(Saved entries)
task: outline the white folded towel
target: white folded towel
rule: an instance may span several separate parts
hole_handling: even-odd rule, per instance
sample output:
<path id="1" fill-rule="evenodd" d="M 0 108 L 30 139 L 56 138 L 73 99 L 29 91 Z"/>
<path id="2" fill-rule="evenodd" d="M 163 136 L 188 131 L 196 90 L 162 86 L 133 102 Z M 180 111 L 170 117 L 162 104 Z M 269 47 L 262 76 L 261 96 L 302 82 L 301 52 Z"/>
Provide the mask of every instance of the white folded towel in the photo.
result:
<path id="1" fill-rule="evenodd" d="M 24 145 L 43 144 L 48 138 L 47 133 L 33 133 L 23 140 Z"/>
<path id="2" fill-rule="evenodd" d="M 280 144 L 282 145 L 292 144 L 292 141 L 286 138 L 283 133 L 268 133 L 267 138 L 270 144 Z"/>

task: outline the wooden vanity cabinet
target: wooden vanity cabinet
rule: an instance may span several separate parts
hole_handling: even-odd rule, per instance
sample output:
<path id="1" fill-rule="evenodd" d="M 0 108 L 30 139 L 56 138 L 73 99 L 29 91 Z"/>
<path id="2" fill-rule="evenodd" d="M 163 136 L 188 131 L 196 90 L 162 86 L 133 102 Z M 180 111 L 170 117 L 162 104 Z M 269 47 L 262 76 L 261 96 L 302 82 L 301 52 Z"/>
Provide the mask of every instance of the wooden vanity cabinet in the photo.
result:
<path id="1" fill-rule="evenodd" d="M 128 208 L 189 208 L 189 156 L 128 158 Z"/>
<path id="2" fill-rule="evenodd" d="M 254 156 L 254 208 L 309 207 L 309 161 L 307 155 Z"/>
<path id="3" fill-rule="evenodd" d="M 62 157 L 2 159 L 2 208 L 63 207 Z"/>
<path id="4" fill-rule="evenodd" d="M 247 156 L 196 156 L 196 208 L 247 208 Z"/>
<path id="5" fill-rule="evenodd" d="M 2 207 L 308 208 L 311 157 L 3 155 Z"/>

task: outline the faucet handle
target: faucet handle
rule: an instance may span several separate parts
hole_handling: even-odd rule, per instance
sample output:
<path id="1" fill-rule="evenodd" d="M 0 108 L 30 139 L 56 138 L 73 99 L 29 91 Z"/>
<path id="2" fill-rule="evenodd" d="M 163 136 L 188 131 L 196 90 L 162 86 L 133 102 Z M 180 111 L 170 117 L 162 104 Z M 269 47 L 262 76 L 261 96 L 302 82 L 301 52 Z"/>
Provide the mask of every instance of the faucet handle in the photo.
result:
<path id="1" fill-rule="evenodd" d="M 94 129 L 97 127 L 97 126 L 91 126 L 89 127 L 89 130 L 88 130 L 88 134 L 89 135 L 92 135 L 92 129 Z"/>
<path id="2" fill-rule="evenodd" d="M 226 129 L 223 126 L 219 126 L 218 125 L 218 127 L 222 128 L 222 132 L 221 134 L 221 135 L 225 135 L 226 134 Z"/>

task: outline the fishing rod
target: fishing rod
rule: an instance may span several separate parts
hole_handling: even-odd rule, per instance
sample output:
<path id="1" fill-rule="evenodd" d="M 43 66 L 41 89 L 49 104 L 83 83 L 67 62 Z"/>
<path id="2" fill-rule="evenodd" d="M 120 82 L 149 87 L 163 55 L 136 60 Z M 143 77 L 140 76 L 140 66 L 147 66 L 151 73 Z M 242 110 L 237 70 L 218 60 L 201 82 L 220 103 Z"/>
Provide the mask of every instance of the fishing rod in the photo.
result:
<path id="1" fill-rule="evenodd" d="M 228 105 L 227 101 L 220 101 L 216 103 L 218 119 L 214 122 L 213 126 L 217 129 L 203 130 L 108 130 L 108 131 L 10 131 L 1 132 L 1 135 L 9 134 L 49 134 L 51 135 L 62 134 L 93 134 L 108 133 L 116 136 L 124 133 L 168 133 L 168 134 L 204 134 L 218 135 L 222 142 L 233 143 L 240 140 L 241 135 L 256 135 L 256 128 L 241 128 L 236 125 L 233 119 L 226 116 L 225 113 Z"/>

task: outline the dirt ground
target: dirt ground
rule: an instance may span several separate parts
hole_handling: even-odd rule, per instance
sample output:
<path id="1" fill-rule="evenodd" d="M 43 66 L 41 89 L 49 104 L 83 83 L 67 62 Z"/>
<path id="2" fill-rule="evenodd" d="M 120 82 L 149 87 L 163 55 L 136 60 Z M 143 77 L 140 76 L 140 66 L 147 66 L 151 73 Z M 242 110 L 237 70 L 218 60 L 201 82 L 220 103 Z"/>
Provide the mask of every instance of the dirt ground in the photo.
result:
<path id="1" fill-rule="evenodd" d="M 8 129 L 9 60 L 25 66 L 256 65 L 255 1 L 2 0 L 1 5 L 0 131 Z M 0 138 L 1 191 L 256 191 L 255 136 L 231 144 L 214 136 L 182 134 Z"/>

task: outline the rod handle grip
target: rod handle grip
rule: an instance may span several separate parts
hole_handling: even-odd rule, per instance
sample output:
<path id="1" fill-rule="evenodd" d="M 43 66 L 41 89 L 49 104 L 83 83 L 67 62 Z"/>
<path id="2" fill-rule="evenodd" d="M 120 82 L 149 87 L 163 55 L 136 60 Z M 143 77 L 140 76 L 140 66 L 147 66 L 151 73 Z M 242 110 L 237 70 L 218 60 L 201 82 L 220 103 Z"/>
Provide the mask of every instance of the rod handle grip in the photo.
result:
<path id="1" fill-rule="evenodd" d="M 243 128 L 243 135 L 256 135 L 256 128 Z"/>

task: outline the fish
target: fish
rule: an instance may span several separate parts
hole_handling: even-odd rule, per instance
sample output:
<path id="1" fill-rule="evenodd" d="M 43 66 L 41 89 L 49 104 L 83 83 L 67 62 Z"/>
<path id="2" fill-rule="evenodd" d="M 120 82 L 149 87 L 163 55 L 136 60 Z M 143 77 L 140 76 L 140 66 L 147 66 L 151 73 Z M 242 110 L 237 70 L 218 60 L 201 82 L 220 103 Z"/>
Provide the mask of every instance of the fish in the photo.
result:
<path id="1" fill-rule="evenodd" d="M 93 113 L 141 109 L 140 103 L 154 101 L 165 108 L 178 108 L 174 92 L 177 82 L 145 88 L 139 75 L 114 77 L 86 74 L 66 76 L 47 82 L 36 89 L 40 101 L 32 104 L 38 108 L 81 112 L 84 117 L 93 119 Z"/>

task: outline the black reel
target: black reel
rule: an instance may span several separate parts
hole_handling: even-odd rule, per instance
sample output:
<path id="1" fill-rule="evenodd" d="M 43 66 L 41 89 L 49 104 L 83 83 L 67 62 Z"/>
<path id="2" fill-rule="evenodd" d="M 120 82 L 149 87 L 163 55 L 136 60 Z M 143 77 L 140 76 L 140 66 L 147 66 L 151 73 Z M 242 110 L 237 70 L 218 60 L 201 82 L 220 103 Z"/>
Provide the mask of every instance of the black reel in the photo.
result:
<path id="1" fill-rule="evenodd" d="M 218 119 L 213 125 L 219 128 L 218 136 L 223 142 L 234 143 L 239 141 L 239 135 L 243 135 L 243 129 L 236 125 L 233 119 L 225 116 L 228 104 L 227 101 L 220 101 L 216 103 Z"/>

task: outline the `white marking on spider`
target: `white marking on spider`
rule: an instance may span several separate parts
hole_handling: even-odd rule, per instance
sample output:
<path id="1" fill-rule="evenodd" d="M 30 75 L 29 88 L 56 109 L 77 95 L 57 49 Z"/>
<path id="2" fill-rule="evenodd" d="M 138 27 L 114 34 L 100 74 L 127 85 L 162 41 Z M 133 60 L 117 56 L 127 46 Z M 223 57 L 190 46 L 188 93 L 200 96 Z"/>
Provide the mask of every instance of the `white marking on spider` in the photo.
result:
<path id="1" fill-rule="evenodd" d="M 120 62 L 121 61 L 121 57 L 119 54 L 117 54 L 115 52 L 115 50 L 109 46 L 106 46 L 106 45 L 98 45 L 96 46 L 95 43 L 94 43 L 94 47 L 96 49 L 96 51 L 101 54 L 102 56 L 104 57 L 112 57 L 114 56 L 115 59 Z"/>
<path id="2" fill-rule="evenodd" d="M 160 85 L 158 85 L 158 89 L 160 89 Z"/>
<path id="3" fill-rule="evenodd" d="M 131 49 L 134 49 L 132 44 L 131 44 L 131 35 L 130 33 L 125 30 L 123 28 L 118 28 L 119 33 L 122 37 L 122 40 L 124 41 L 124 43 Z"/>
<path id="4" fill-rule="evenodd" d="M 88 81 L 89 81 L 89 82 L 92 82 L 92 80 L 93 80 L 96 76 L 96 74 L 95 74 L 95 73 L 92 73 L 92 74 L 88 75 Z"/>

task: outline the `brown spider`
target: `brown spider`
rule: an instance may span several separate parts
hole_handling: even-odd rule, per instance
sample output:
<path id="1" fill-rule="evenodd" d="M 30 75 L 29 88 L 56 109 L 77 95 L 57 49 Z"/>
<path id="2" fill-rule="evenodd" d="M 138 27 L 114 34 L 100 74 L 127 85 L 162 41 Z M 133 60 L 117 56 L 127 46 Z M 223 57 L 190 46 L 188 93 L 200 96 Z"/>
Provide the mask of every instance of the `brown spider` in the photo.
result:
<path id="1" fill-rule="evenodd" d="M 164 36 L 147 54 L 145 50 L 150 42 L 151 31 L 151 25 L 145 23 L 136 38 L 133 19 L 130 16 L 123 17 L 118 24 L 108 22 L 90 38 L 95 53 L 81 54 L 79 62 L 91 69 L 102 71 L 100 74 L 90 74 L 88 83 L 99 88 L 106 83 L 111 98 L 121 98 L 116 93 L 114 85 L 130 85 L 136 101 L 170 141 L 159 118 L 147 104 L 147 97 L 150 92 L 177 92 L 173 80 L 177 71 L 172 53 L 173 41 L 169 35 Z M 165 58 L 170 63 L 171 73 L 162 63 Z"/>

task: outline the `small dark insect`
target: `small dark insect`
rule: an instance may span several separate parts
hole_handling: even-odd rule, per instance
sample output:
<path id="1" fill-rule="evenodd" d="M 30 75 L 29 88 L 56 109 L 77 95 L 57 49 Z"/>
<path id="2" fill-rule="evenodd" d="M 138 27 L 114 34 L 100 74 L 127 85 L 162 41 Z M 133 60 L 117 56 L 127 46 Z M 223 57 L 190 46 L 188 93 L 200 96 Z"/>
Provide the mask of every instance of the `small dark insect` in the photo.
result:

→ **AIM OF THE TASK**
Rewrite the saved entries as a Markdown table with the columns Row and Line, leaving out any blank lines. Cover only the lines from the start of the saved entries through the line that contains "24 145 L 43".

→ **TASK ANSWER**
| Row | Line |
|---|---|
| 1 | task: outline the white folded towel |
| 2 | target: white folded towel |
| 3 | rule: an instance may span several separate parts |
| 4 | hole_handling: even-odd rule, per instance |
| 5 | sample output: |
| 6 | <path id="1" fill-rule="evenodd" d="M 0 108 L 30 139 L 56 138 L 73 99 L 29 91 Z"/> |
| 7 | <path id="2" fill-rule="evenodd" d="M 163 136 L 188 131 L 196 90 L 162 86 L 133 102 Z M 180 111 L 170 117 L 162 104 Z M 269 47 L 262 76 L 261 96 L 302 82 L 301 52 Z"/> |
| 8 | Provide the mask of every instance of the white folded towel in the photo. |
| 9 | result: |
| 10 | <path id="1" fill-rule="evenodd" d="M 24 145 L 43 144 L 48 138 L 47 133 L 33 133 L 23 140 Z"/> |